BEGIN Provided text
Sadly, my brain cells have failed me for days, and I am unable to come up with Veronica’s father’s name. I keep wanting to say Nicholas, but who knows if that’s correct, and I can’t even tell you Mr. Someone. It might be Berkes; it might not. So, Veronica’s father.
He was a gracious man, although he had Very Certain Ideas, one of which was that Alix would become a doctor. (She teaches high-school English in Austin.) He also was aghast, at breakfast that morning in Santa Rosa, that I was eating my waffle without syrup. He must have offered me syrup five times. It seemed to offend his very sense of order.
But he had this story, one that I heard from Veronica rather than him, and I find it to be just such a series of randomness that it remains a favorite of mine to this day.
For the story, it’s going to be much easier with a name — and I really wish I could remember his. We will have to go with Nicholas, and I sincerely apologize if this is incorrect. (Or is it? Writers have to disguise their borrowing by changing names to protect the innocent — most notably, the not-so-innocent writer.)
Nicholas once was waiting for an elevator, somewhere in the United States. The doors opened to reveal a man and a woman already on the elevator; Nicholas entered, and, as one is wont to do in an elevator, politely turned his back on the other occupants and stared at the floor indicator above him.
Often, conversation in an elevator, even among acquaintances, is limited. Or at least, it used to be. Maybe now, in this age of cellphones and social media oversharing (and blogging), no one cares who listens in on their conversations. I don’t know; I don’t spend a lot of time on elevators.
In this long-ago instance, the woman behind Nicholas had something on her mind, something she felt necessary to share just then with her companion (presumably her husband). But she didn’t want to share it with Nicholas. So she said to her husband (we’ll go with that), in Hungarian —
Did I mention Nicholas was of eastern European extraction?
— she said, “I don’t trust men with beards. They always have something to hide.”
Many men with beards could have gotten on that elevator and been completely oblivious to the stranger’s foreign observation behind them, probably even unfamiliar with what language was being spoken. How often do you hear Hungarian?
END Provided text
BEGIN Data for review
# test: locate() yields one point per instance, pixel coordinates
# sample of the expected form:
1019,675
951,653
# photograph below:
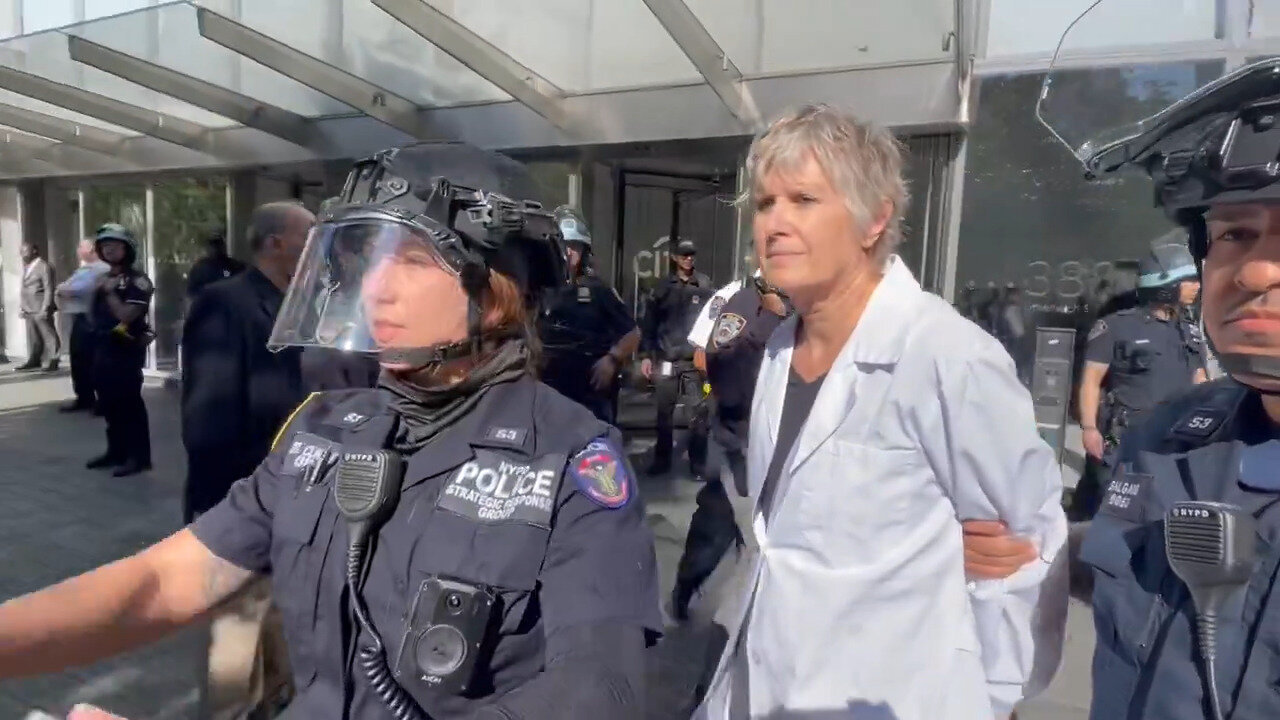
END Data for review
**Exercise objective:** Carry on the piece about Veronica's father and the elevator, starting right after its last sentence.

**Output below:**
But Nicholas was not just any man with a beard. He was a man with a beard who spoke Hungarian, and he heard every word she said.
Now, the only way this works out so perfectly is that his stop came before the couple’s. The elevator alighted on his floor; Nicholas stepped out, and only now turned to face the couple. I believe I told you he could be quite gracious. So he said, in his most gracious tone, in his most perfect Hungarian: “I assure you Madam, I have nothing to hide.” And then, as the doors closed and the woman gasped, he clicked his heels and bowed.
Isn’t that a great story? Other than the name, maybe, I didn’t make any of it up. And now it’s written down so I won’t forget any more key elements — like the protagonist’s name.
Here’s today’s bonus history lesson, absolutely free of charge: the borrowed photo above is of Tsar Nicholas II of All the Russias and King George V of Great Britain and Ireland and the British Dominions Beyond the Seas. Bearded, and I’ll bet they did have things to hide. They were first cousins: George’s father, eldest son of Queen Victoria, married Alexandra of Denmark, whose sister Dagmar (she changed it to Marie for marriage) married Alexander III, father to Nicholas II.
If you’re not confused yet, Nicholas in turn married Alix (just like my friend the high school teacher in Austin!), daughter of Alice who was the daughter of Victoria. So while Nicholas and Alix (later Alexandra) weren’t first cousins, they were each a first cousin to George. ‘Tis a tangled web those royals weave.